What to work on :: Please decide whether each statement below agrees with the 2PC and sagas text, answering yes or no and quoting the deciding words of that text. (a) In two-phase commit, a participant must persist its vote before replying. (b) Three-phase commit works under any network conditions. (c) Jim Gray formalized two-phase commit in 1991.

Text extract ::
________________________________________
2PC and sagas
A single user action touches three services: charge a card, reserve inventory, ship an order. You need all three to commit or all three to undo. The network drops messages, services crash mid-flight, and there is no shared transaction log. Two-phase commit, three-phase commit, and sagas are the three answers the industry has actually deployed. Each picks a different point on the consistency, latency, and operational-complexity curve.
The problem
A user clicks "place order". Behind the click, three services need to act: the payments
service charges the card, the inventory service decrements stock, the shipping service
schedules a pickup. Each owns its own database, so there is no single transaction log
that can wrap all three in a BEGIN ... COMMIT. Either they all commit and
the order goes out, or they all roll back and the user sees an error. Anything in
between is a half-charged customer or a phantom shipment.
The network can drop messages, reorder them, or deliver them after a 30-second pause. Any of the three services can crash between operations and restart minutes later. The coordinator that drives the workflow can crash too. Atomicity across services means making every one of those failure modes converge to the same global outcome, all-commit or all-rollback, without losing the user's money or stock.
The literature has three deployed answers: two-phase commit (a voting protocol with strong atomicity and a fatal blocking flaw), three-phase commit (a fix that works only under synchrony), and sagas (a different shape entirely, where you replace rollback with semantic compensation). Modern microservice systems lean heavily on sagas. Classic enterprise systems still run 2PC between paired databases.
2PC mechanism — prepare, then commit
Jim Gray formalised two-phase commit in 1978. It has exactly the structure the name implies. A single coordinator drives every participant through two phases in lockstep.
Phase 1 — prepare. The coordinator sends PREPARE to every
participant. Each participant locks the relevant rows, writes a prepared
record to its durable log, and replies YES if it could complete the work
or NO if it could not. The vote must be persisted before the reply leaves.
If the participant crashes after replying YES, it has to remember it
voted yes when it comes back up.
Phase 2 — commit or abort. If every participant voted YES,
the coordinator writes a commit record to its own log and sends
COMMIT to all participants. Each one applies the change, releases its
locks, and acknowledges. If any participant voted NO, or didn't respond
before the timeout, the coordinator writes abort and sends
ROLLBACK instead.
The protocol works because each participant has promised, durably, that it can commit. Once the coordinator has all the yes votes on disk, it knows global commit is feasible. The XA standard (Open Group, 1991) codifies this exact dance between a transaction manager and one or more resource managers; every enterprise message broker and JDBC driver still ships an XA implementation.
The blocking property — why 2PC's flaw is fatal
Suppose the coordinator collects every YES, writes its commit record, and
sends COMMIT to participant P1, then crashes before P2 or P3 hear from
it. P2 and P3 are now stuck in the prepared state. They voted yes, so they
can't unilaterally abort (P1 may have already committed). They never received commit,
so they can't unilaterally commit (the coordinator may have decided to abort). They
hold their locks and wait. Indefinitely.
________________________________________
Extracted data entries:
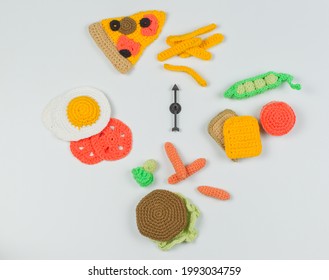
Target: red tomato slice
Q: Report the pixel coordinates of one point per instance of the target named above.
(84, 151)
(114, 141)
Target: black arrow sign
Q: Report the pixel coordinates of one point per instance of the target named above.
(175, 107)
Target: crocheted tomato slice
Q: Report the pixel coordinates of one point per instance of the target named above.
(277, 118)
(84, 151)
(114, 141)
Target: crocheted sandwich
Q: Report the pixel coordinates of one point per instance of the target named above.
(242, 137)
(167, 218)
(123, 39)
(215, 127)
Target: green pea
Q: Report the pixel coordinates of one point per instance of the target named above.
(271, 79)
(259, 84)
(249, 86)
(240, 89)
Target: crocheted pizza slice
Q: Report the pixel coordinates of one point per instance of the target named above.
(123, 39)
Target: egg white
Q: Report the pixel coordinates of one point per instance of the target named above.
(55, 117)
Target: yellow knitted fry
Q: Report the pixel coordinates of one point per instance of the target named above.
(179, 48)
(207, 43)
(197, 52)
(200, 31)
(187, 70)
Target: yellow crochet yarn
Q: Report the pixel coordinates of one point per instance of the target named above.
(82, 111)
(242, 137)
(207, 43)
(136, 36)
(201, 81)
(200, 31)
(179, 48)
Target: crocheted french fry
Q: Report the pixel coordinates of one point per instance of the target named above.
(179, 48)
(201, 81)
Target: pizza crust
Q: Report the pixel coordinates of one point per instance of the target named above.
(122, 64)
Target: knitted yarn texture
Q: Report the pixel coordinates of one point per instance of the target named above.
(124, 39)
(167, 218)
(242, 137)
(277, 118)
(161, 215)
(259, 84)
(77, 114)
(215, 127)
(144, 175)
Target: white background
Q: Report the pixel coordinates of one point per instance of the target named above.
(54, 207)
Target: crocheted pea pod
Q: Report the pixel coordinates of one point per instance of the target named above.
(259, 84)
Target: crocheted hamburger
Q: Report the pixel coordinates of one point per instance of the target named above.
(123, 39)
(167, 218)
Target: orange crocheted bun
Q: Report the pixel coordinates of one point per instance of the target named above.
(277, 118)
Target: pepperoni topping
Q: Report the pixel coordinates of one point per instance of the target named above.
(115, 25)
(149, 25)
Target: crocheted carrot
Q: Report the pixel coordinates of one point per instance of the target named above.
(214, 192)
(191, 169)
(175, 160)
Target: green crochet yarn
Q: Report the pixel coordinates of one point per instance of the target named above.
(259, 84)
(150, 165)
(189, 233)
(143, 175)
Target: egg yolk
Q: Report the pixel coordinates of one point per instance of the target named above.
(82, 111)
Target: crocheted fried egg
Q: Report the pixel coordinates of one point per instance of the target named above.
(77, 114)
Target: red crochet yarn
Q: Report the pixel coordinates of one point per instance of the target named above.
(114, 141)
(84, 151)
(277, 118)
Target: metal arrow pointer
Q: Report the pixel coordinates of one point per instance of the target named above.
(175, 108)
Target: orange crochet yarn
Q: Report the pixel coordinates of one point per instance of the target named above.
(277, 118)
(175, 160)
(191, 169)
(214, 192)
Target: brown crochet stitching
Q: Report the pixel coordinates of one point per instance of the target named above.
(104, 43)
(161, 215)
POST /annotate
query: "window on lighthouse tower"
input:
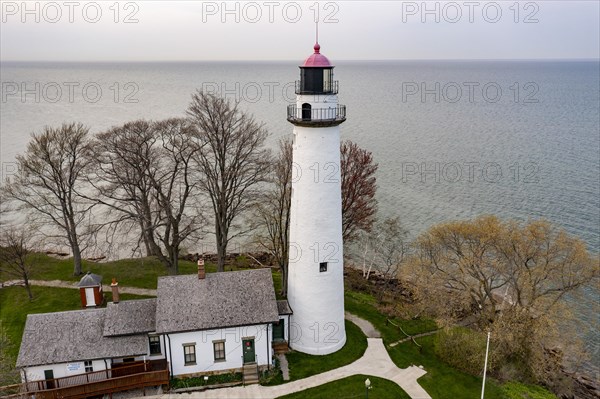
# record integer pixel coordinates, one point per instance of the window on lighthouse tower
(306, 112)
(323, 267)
________________________________________
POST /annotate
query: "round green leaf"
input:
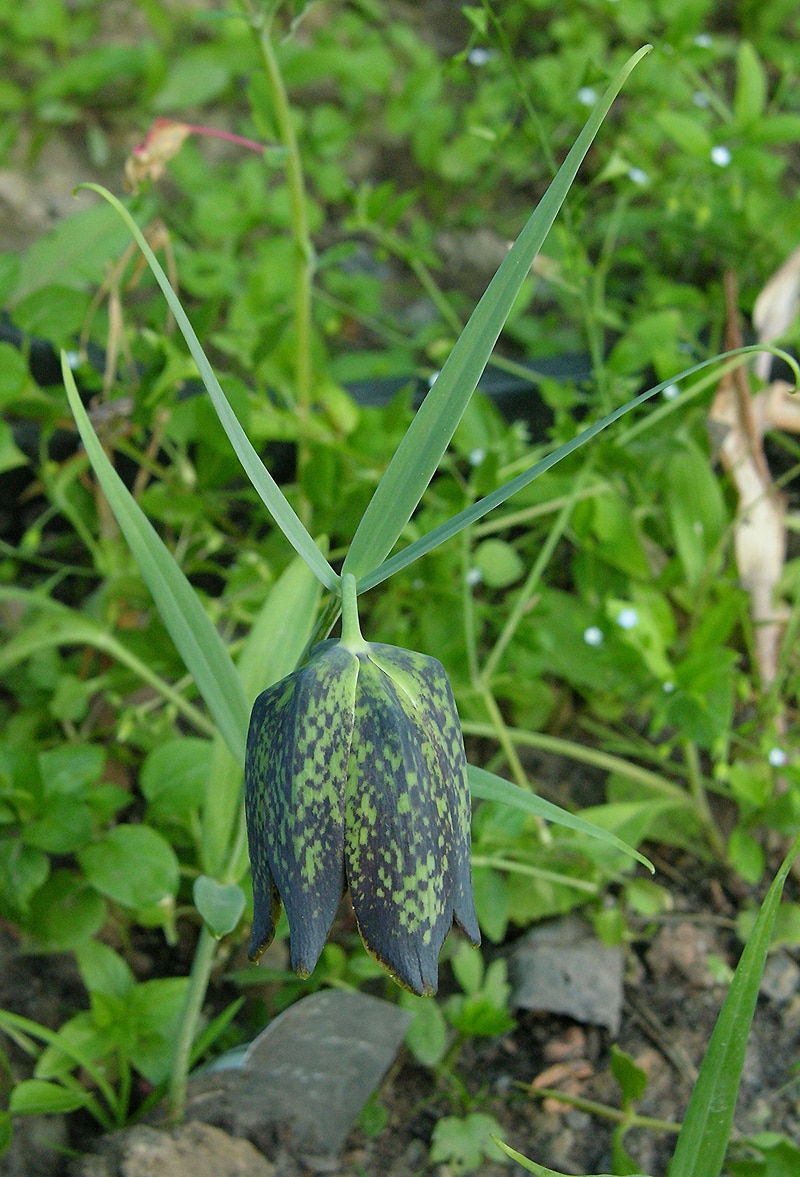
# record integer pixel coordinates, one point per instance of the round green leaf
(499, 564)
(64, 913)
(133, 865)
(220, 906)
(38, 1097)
________________________________________
Solution to this exercise ::
(a) Yes: "The vote must be persisted before the reply leaves."
(b) No: "three-phase commit (a fix that works only under synchrony)"
(c) No: "Jim Gray formalised two-phase commit in 1978."